TASK INSTRUCTIONS:
Lay out every line of the entries below as a Markdown table with two columns, Row and Entry line, numbering the rows in order and leaving out blank lines.

>> Start RAW DATA

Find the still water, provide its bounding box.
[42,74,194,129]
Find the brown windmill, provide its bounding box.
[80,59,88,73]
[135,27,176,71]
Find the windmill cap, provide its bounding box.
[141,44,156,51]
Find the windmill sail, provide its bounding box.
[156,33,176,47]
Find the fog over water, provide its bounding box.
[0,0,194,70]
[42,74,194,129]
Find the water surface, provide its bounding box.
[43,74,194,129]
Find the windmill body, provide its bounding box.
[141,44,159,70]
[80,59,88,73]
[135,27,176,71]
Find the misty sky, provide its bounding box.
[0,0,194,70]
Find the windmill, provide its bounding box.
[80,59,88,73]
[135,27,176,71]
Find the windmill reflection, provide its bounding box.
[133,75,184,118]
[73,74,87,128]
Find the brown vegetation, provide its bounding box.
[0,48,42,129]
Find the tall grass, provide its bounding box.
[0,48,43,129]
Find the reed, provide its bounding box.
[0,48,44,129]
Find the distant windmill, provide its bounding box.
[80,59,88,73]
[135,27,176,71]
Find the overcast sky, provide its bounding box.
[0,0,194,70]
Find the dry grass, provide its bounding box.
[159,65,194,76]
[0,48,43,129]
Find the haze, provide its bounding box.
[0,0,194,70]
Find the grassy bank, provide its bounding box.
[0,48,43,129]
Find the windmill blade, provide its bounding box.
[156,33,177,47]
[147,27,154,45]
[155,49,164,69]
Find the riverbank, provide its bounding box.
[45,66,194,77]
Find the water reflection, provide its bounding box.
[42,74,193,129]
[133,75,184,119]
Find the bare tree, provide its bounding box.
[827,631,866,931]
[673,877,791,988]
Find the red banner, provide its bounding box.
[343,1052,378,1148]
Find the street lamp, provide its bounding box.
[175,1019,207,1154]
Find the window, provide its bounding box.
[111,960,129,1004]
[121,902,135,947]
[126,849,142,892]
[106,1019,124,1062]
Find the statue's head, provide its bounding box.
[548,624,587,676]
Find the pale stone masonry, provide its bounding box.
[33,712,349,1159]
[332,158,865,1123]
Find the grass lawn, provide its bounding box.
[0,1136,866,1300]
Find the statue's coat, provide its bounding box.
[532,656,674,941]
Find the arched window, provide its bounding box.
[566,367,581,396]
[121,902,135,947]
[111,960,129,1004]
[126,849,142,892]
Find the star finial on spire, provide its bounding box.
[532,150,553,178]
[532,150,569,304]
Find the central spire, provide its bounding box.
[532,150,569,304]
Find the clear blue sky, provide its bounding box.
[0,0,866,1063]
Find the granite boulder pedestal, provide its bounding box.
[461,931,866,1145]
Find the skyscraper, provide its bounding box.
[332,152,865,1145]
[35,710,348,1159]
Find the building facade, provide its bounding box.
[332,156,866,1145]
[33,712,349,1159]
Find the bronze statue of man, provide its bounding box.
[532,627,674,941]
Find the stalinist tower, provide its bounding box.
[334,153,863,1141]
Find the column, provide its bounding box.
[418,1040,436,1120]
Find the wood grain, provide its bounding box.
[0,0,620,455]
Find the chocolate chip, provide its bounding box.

>> End RAW DATA

RESULT:
| Row | Entry line |
|---|---|
| 1 | Find the still water, provide its bounding box. |
| 2 | [42,74,194,129] |
| 3 | Find the brown windmill, provide its bounding box. |
| 4 | [80,59,88,73] |
| 5 | [135,27,176,71] |
| 6 | Find the windmill cap, provide its bounding box. |
| 7 | [141,44,156,51] |
| 8 | Find the windmill sail, provide its bounding box. |
| 9 | [156,33,176,47] |
| 10 | Find the fog over water, provide its bounding box. |
| 11 | [0,0,194,70] |
| 12 | [42,74,194,129] |
| 13 | Find the water surface, provide its bounding box. |
| 14 | [43,74,194,129] |
| 15 | Find the windmill body, provide its bounding box. |
| 16 | [141,44,159,70] |
| 17 | [80,59,88,73] |
| 18 | [135,27,176,71] |
| 19 | Find the misty sky, provide its bounding box. |
| 20 | [0,0,194,70] |
| 21 | Find the windmill, provide its bounding box. |
| 22 | [80,59,88,73] |
| 23 | [135,27,176,71] |
| 24 | Find the windmill reflection, provide its bounding box. |
| 25 | [133,75,184,118] |
| 26 | [73,74,87,128] |
| 27 | Find the brown vegetation, provide its bounding box. |
| 28 | [0,48,42,129] |
| 29 | Find the tall grass, provide its bounding box. |
| 30 | [0,48,43,129] |
| 31 | Find the reed, provide its bounding box. |
| 32 | [0,48,44,129] |
| 33 | Find the distant windmill, provide its bounding box. |
| 34 | [80,59,88,73] |
| 35 | [135,27,176,71] |
| 36 | Find the overcast sky, provide its bounding box. |
| 37 | [0,0,194,70] |
| 38 | Find the dry grass, provide its bounding box. |
| 39 | [159,65,194,76] |
| 40 | [0,48,43,129] |
| 41 | Find the haze, provide its bounding box. |
| 42 | [0,0,194,70] |
| 43 | Find the grassy bank, provide its bounding box. |
| 44 | [0,48,43,129] |
| 45 | Find the windmill blade, provide its bounding box. |
| 46 | [156,33,177,47] |
| 47 | [147,27,154,45] |
| 48 | [155,49,164,69] |
| 49 | Find the riverbank, provide its bounding box. |
| 50 | [45,66,194,77] |
| 51 | Find the water reflection, provide its bounding box. |
| 52 | [42,74,193,129] |
| 53 | [133,75,184,119] |
| 54 | Find the bare tree, provide its bounding box. |
| 55 | [827,631,866,931] |
| 56 | [673,877,791,988] |
| 57 | Find the red banner, provide its bounding box. |
| 58 | [343,1052,378,1148] |
| 59 | Find the street lamp, provide its bounding box. |
| 60 | [175,1019,207,1154] |
| 61 | Find the window, provide its bounding box. |
| 62 | [111,960,129,1004] |
| 63 | [121,902,135,947] |
| 64 | [126,849,142,892] |
| 65 | [106,1019,124,1062] |
| 66 | Find the statue's head, provide its bounding box. |
| 67 | [548,624,587,676] |
| 68 | Find the pale stone masonry, provide its bounding box. |
| 69 | [33,712,349,1159] |
| 70 | [332,158,865,1123] |
| 71 | Find the grass lawn, provide its bounding box. |
| 72 | [0,1136,866,1300] |
| 73 | Find the statue's coat, provide its bounding box. |
| 74 | [532,656,674,941] |
| 75 | Find the arched window, provide its bounding box. |
| 76 | [566,367,581,396] |
| 77 | [121,902,135,947] |
| 78 | [111,960,129,1004] |
| 79 | [126,849,142,892] |
| 80 | Find the star finial on spire, provide its bounding box. |
| 81 | [532,150,553,178] |
| 82 | [532,150,569,304] |
| 83 | Find the central spire, provide its bounding box. |
| 84 | [532,150,569,304] |
| 85 | Find the clear blue sky, provide its bounding box. |
| 86 | [0,0,866,1063] |
| 87 | Find the granite boulder pedestal, provide its bounding box. |
| 88 | [461,931,866,1145] |
| 89 | Find the skyscraper, provide its bounding box. |
| 90 | [332,152,865,1145] |
| 91 | [35,710,348,1159] |
| 92 | Find the building facade, provide its bounding box. |
| 93 | [332,156,866,1145] |
| 94 | [33,712,349,1159] |
| 95 | Find the bronze statue of man, provide its bounding box. |
| 96 | [532,627,674,941] |
| 97 | Find the stalinist tower, provide its bounding box. |
| 98 | [334,153,863,1141] |
| 99 | Find the column, provide its bounding box. |
| 100 | [418,1040,436,1120] |
| 101 | Find the wood grain, provide its bounding box. |
| 102 | [0,0,620,455] |
| 103 | Find the chocolate chip, provide its bounding box. |